====== Extracted records ======

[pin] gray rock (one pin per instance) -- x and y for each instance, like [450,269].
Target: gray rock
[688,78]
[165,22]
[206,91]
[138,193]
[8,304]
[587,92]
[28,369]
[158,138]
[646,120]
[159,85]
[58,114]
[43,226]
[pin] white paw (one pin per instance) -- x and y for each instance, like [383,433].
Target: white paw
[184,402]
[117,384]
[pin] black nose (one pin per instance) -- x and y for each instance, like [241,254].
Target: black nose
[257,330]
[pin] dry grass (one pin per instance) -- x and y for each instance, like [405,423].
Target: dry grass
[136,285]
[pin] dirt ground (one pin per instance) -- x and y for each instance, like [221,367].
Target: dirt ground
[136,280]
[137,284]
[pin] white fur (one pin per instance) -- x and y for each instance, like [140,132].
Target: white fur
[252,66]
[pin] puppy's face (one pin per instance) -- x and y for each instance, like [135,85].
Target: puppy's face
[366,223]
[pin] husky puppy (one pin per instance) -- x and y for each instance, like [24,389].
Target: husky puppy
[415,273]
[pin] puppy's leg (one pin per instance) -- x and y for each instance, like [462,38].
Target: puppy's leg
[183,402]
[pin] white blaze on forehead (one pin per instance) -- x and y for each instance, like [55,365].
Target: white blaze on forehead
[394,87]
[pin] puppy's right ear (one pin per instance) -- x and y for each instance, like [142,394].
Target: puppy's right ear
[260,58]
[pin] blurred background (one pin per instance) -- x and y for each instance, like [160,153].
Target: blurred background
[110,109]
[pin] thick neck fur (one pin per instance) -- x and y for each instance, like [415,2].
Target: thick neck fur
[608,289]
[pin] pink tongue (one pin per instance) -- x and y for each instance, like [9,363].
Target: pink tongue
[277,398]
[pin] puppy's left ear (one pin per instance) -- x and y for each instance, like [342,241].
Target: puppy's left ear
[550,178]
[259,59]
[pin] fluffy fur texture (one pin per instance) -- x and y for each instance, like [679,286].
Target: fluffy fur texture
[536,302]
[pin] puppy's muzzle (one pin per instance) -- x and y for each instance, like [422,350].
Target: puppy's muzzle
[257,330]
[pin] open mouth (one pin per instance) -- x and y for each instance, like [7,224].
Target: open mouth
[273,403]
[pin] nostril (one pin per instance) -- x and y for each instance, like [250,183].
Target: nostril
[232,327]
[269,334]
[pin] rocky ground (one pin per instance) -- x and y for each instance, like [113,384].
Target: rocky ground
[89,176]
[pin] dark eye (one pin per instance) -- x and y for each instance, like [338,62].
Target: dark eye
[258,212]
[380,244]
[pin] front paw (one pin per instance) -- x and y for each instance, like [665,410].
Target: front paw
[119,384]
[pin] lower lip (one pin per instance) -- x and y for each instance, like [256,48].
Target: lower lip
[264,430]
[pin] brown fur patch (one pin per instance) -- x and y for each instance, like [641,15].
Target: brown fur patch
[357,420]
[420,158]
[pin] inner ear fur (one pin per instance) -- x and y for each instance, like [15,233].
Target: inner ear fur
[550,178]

======

_To do_
Convert the lines from the one containing "[pin] puppy's muzzle" through the last line, inclusive, into a Markdown table with the columns Row and Line, numbering each row and omitting blank lines.

_Reply_
| Row | Line |
|---|---|
| 1 | [pin] puppy's muzzle (one pin per instance) -- x and y for each instance, like [422,350]. |
| 2 | Target: puppy's muzzle |
| 3 | [257,330] |
| 4 | [pin] open mouth (one pin per instance) -- x and y for each instance, like [7,224]. |
| 5 | Target: open mouth |
| 6 | [273,403] |
| 7 | [pin] nostril (one pin per instance) -- x and y for each instance, like [250,183]. |
| 8 | Target: nostril |
| 9 | [232,327] |
| 10 | [269,334] |
| 11 | [pin] rocky ground (one pin per instance) -- x and y for each instance, like [113,384]. |
| 12 | Target: rocky ground |
| 13 | [89,176] |
| 14 | [pin] dark eye (one pin per instance) -- x and y for each instance, like [338,62]. |
| 15 | Target: dark eye |
| 16 | [258,212] |
| 17 | [380,244] |
| 18 | [pin] front paw (one pin per instance) -- x and y for each instance, like [665,410]. |
| 19 | Target: front paw |
| 20 | [119,384] |
| 21 | [pin] lower lip (one pin per instance) -- x and y for each instance, like [256,48]. |
| 22 | Target: lower lip |
| 23 | [264,430] |
| 24 | [pin] brown fur patch (one pin per instance) -- x and y for each instance, like [641,15]. |
| 25 | Target: brown fur patch |
| 26 | [357,420] |
| 27 | [420,158] |
| 28 | [pin] inner ear fur (one pin per instance) -- x and y for each instance, like [15,233]. |
| 29 | Target: inner ear fur |
| 30 | [550,178] |